### [GOAL]
Starting at the line that contains "area and return the coordinates.", copy each line through the end of the listing below. Include both ends and output nothing more.

### [INFORMATION PROVIDED]
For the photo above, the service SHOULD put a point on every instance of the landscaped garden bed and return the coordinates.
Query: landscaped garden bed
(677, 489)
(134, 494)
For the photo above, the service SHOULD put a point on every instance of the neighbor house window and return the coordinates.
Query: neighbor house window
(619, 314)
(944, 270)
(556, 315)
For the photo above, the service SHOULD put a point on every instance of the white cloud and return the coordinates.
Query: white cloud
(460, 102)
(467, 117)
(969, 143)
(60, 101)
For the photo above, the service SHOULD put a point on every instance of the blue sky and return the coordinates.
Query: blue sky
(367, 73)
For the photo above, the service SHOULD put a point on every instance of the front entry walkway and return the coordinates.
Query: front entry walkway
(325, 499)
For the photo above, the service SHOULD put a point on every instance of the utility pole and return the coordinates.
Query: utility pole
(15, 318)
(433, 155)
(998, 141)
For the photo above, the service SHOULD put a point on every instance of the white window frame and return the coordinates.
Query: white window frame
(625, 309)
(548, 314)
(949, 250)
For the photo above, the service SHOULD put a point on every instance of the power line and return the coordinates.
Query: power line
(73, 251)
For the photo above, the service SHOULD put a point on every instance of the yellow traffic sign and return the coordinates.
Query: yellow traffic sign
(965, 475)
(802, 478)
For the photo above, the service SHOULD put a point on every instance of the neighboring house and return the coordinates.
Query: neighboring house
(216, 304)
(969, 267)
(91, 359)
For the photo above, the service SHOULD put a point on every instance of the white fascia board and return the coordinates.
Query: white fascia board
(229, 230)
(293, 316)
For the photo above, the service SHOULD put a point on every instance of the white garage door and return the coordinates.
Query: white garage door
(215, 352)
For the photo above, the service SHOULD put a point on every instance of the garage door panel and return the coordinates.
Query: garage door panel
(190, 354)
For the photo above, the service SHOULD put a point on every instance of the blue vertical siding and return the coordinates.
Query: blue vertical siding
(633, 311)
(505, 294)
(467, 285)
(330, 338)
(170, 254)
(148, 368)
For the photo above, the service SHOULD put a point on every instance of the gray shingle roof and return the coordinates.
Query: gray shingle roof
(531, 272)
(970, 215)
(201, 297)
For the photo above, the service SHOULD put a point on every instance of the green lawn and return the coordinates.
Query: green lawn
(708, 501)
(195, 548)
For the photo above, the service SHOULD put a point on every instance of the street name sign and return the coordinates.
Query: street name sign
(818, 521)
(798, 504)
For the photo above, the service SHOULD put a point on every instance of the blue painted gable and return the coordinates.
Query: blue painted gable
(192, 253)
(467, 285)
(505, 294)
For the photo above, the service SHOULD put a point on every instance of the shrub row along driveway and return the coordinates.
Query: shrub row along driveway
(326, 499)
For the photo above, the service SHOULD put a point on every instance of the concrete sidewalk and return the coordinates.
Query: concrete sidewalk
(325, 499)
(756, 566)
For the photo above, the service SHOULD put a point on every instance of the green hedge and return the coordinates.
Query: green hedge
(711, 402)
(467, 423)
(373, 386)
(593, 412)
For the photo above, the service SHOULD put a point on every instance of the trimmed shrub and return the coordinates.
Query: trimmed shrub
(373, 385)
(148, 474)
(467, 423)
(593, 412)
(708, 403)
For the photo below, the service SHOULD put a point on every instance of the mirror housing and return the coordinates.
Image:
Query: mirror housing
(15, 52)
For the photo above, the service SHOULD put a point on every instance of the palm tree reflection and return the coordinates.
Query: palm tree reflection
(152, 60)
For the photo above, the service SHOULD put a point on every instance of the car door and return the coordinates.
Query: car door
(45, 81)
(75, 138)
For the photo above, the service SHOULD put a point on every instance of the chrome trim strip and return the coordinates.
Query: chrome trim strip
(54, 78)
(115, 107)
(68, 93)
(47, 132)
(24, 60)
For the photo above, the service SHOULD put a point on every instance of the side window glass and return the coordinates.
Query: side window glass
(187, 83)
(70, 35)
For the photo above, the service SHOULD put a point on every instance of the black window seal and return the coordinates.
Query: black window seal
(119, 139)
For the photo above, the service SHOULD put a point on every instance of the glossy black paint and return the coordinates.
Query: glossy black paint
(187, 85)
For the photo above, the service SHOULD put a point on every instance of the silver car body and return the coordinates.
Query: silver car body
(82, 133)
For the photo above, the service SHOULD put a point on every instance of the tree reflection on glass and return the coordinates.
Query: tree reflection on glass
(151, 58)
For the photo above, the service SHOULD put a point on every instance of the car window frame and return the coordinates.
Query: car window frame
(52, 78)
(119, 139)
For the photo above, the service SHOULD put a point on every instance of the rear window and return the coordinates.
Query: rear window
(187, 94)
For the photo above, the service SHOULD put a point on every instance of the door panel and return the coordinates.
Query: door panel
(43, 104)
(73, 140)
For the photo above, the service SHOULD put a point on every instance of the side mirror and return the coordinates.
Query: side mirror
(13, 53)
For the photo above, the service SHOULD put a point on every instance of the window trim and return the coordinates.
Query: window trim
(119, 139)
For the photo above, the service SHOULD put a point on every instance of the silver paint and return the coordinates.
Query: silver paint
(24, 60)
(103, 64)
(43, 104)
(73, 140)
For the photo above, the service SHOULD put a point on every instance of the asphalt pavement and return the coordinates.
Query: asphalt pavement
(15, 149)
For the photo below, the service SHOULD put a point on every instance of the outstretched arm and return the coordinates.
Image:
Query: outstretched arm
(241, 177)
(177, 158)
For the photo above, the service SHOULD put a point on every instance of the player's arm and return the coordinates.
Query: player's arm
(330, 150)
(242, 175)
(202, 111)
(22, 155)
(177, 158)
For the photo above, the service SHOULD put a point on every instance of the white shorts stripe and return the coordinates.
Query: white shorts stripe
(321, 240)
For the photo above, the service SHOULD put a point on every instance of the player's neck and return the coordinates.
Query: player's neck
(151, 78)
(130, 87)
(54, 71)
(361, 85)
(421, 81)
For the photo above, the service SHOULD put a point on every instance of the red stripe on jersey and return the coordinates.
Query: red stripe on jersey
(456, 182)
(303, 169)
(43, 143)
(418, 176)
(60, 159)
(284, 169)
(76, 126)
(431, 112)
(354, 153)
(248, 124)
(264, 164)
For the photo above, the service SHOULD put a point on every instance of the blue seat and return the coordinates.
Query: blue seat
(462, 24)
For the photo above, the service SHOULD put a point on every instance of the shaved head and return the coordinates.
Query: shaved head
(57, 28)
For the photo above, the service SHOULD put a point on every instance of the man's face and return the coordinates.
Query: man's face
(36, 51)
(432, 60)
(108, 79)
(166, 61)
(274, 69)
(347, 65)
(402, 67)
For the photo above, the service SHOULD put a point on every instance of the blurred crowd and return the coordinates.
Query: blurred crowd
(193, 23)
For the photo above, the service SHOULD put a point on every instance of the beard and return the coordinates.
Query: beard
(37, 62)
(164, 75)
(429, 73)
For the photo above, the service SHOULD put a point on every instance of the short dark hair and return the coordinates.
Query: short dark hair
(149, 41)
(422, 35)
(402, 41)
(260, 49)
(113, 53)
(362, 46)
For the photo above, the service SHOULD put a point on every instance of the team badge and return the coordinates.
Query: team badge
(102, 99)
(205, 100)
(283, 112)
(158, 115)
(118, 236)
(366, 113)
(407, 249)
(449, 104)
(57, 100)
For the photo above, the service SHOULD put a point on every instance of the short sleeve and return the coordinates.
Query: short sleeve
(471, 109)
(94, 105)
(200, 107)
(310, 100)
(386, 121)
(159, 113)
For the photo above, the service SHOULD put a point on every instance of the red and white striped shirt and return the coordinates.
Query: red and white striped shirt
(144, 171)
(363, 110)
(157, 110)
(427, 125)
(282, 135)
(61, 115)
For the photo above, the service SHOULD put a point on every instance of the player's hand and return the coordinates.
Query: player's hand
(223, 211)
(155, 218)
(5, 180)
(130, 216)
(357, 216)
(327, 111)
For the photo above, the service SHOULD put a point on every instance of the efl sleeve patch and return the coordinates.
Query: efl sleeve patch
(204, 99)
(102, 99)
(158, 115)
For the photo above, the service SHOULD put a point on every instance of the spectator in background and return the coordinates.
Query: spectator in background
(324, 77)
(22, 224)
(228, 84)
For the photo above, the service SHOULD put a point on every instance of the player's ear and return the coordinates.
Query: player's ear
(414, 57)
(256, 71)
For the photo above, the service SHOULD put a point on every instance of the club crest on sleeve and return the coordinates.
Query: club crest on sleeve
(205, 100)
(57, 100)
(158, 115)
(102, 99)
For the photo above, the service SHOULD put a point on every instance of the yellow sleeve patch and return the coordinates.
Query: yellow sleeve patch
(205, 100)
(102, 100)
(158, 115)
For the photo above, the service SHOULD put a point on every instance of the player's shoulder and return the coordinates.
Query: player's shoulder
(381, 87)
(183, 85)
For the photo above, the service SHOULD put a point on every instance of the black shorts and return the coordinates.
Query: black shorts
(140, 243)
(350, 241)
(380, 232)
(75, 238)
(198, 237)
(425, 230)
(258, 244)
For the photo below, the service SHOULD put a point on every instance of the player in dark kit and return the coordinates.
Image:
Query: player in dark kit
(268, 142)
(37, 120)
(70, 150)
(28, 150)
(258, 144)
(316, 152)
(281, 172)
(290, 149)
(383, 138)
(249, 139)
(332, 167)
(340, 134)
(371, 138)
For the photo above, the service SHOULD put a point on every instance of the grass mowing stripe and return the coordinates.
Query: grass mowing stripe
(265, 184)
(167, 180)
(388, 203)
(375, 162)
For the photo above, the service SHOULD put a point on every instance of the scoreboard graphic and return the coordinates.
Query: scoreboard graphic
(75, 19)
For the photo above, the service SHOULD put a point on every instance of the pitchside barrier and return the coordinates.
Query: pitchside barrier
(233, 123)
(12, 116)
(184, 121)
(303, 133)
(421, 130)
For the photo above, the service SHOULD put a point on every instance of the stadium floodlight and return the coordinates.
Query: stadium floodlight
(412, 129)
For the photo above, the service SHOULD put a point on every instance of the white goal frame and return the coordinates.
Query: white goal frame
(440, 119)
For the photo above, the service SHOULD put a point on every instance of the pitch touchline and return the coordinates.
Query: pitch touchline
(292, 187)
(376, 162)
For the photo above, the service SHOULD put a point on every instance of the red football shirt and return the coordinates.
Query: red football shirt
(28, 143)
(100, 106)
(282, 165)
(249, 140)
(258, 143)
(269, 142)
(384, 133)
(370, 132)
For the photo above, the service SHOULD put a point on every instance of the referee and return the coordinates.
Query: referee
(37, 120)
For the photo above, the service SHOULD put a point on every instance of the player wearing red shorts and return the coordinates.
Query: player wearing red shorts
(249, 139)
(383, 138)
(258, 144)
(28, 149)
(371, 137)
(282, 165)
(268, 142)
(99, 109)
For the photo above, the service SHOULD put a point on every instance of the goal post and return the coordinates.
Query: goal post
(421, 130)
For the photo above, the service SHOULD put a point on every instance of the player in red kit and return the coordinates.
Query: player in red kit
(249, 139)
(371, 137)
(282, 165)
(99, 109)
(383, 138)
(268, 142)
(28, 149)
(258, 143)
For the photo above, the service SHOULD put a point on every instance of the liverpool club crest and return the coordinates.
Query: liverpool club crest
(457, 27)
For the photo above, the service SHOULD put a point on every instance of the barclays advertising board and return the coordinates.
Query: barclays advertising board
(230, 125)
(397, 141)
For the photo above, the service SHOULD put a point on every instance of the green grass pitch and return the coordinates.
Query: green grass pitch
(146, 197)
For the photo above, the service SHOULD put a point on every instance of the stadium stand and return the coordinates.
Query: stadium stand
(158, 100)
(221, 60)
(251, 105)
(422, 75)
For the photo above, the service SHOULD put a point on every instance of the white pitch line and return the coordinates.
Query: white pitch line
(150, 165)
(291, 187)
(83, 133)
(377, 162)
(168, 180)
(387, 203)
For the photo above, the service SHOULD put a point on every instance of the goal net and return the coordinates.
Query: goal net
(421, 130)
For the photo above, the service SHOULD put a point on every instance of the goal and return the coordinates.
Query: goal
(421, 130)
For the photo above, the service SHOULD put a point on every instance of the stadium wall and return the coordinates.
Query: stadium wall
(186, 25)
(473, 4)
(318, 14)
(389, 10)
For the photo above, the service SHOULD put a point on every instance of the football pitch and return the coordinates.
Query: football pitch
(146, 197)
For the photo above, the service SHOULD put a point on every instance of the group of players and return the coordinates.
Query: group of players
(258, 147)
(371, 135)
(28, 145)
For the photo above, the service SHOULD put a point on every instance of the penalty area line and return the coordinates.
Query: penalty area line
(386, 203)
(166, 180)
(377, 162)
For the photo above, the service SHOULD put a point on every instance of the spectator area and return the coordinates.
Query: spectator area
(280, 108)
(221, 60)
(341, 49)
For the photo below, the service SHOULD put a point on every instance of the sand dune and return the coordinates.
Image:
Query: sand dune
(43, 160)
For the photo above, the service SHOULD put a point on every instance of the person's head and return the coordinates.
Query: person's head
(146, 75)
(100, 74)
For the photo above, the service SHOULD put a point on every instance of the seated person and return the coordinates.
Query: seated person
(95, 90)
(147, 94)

### [FINISHED TASK]
For the photo above, the service SHOULD put a point on every instance of the spectator area and return the coordinates.
Query: spectator area
(280, 108)
(221, 60)
(341, 49)
For the photo below, the service SHOULD put a point on every instance of the sand dune and return the coordinates.
Image:
Query: sand dune
(43, 160)
For the photo above, the service SHOULD put a point on every instance of the person's head and return the coordinates.
Query: person's head
(146, 75)
(100, 74)
For the photo above, the service SHOULD put a point on every instance of the seated person and return the coordinates.
Query: seated person
(95, 90)
(147, 94)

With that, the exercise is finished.